▸ Required actions
(a) In the text about Aberdeen, rewrite the paragraph beginning "Aberdeen was originally founded in 1988" as a short list, keeping its main facts.
(b) Write what comes next in the text about Aberdeen, picking up after its last sentence.

▸ Text section
Aberdeen is an international marketing intelligence company. Aberdeen's headquarters is based in Waltham, Massachusetts, United States, with an additional US office location in Wilton, CT, as well as three European offices in Versailles (France), Madrid (Spain), and Chertsey (United Kingdom).

==Company history==
Aberdeen was originally founded in 1988 to use enterprise data to help businesses make business decisions by using data governance. Aberdeen has since been acquired by two different companies: Harte Hanks in September 2006 and later Halyard Capital in April 2015. The company initially provided technology industry data and predictive analytics for B2B marketers and sales teams, but as of 2018, provides targeted intent data for marketing and sales.

From 2016 to 2018 the Group partnered with Bombora, a provider of B2B demographic and intent-based data.

On October 30, 2017, Marc Osofsky became Aberdeen’s chief executive officer and a member of the board of managers; Gary Skidmore became the chairman of Aberdeen.

In December 2018, Aberdeen acquired The Big Willow, an intent data provider. The Big Willow gathers its data in part by tracking 3.7 billion device IDs across over 12 billion web pages.

The acquisition allowed Aberdeen to enhance its intent data offerings by being able to provide specific company locations and target contact titles. As part of the acquisition, The Big Willow CEO Charlie Tarzian became President and Chief Innovation Officer at Aberdeen, and The Big Willow COO Keith Blackwell became COO of Aberdeen.

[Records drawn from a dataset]

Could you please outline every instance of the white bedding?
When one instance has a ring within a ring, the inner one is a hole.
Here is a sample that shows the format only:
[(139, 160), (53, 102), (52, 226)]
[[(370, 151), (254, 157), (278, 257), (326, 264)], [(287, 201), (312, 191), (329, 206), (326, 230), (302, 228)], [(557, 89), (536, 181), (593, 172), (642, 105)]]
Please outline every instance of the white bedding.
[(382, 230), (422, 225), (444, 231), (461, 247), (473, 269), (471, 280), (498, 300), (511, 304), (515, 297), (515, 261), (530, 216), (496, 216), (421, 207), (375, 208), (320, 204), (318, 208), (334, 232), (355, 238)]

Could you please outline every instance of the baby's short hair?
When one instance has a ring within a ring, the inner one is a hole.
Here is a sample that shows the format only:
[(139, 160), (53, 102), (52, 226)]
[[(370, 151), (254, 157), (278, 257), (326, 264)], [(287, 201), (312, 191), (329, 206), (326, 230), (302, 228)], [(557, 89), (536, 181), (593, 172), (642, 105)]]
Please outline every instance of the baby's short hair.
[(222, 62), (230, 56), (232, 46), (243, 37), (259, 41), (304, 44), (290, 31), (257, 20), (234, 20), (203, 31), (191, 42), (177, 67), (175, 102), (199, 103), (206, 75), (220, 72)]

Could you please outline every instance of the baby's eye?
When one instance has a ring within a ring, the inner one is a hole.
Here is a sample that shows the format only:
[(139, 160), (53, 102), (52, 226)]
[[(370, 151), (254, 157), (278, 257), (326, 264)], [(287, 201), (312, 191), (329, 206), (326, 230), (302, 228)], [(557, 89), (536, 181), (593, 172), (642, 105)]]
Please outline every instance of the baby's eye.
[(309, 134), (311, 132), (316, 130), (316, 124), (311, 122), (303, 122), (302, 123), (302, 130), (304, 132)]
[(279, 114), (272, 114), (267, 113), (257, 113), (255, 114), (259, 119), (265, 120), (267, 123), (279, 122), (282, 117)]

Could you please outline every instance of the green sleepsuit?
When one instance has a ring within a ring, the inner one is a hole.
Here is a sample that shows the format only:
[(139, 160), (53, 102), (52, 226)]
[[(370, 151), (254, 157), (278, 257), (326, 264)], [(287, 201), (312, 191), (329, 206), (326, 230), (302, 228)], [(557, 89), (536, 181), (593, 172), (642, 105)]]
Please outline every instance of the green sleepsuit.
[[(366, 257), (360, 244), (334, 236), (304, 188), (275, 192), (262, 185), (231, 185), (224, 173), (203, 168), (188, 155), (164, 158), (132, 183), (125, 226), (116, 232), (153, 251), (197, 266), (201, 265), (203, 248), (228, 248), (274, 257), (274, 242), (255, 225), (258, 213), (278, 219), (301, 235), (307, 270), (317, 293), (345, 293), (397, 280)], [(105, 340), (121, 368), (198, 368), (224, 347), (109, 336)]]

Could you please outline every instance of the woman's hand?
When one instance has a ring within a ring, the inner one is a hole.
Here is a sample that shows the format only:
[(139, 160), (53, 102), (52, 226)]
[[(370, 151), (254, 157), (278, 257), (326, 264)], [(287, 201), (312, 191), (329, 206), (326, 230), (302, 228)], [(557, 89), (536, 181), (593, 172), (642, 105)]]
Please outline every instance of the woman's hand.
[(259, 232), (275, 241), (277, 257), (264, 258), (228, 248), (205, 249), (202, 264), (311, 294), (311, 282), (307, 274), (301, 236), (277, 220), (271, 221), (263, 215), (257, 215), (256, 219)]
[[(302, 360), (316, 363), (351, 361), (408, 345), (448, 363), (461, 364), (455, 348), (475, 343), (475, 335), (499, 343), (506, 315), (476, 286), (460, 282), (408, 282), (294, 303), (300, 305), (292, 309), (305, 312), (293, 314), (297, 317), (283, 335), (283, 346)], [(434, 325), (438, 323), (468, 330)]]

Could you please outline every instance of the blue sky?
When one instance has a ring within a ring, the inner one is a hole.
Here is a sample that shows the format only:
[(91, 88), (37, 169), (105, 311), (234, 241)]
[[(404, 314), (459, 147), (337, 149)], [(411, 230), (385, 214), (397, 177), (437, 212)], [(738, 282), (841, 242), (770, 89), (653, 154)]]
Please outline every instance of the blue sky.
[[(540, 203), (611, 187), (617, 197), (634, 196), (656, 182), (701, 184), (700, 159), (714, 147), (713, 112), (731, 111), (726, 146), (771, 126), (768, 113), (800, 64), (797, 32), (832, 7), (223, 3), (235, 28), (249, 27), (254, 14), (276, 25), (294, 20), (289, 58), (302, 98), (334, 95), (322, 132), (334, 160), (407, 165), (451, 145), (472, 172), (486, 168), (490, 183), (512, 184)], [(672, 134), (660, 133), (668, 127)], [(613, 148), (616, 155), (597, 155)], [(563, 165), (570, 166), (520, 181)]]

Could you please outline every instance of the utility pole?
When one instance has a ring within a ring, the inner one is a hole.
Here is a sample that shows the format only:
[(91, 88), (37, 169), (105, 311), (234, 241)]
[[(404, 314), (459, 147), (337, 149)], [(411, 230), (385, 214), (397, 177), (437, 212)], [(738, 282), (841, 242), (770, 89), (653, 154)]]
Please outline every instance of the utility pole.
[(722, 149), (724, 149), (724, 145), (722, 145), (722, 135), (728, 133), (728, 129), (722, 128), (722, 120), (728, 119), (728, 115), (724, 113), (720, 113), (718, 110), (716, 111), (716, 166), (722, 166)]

▸ Task answers
(a)
- Founded in 1988 to help businesses make decisions with enterprise data through data governance
- Acquired by Harte Hanks in September 2006, then by Halyard Capital in April 2015
- First offered technology industry data and predictive analytics for B2B marketers and sales teams; as of 2018, offers targeted intent data for marketing and sales

(b)
On November 24, 2020, Spiceworks Ziff-Davis acquired Aberdeen Group.

== Products and methods==
Aberdeen’s method combines online interactions (topic, keywords, PageURL, and Opt-in) with targeting data (company, location, contacts), and first-party visitor intelligence and win/loss history. Aberdeen has databases of opt-in users who have explicitly said that they are looking for certain technology and want to purchase in a specific time-frame. On blind tests run by clients, Aberdeen’s models achieved 91% accuracy in predicting purchase intent.

Business classifications in sector study reports range from "best performers" to "laggards".

In April 2019, Aberdeen announced 'Aberdeen Intent for Salesforce', a tool that works with Salesforce to improve sales.

== Research studies ==
The Aberdeen Group has conducted several surveys that have been used by multiple media outlets:

- Customer Retention
- Live Chat Support Cost Reductions
- Rebate Promotion Benefits
- Hiring Millennials through Social Media
- Engaged Employee Program Benefits

Some of the data Aberdeen collects and analyzes is available via different reports. One of Aberdeen’s reports, The Impact of Video Marketing, showed that marketers that used video content to engage potential customers grew their companies’ revenue 49% faster year-over-year than companies without video content. A further report, Understanding the Expanding Benefits of Marketing with Video, reported that video marketers get 66% more qualified leads per year and achieve a 54% increase in brand awareness. Another study focused on successful onboarding practices, and revealed that employees who attend a structured orientation program are more productive and engaged at work.  The data was shared alongside information that the average U.S. employer spends $4,000 hiring someone new.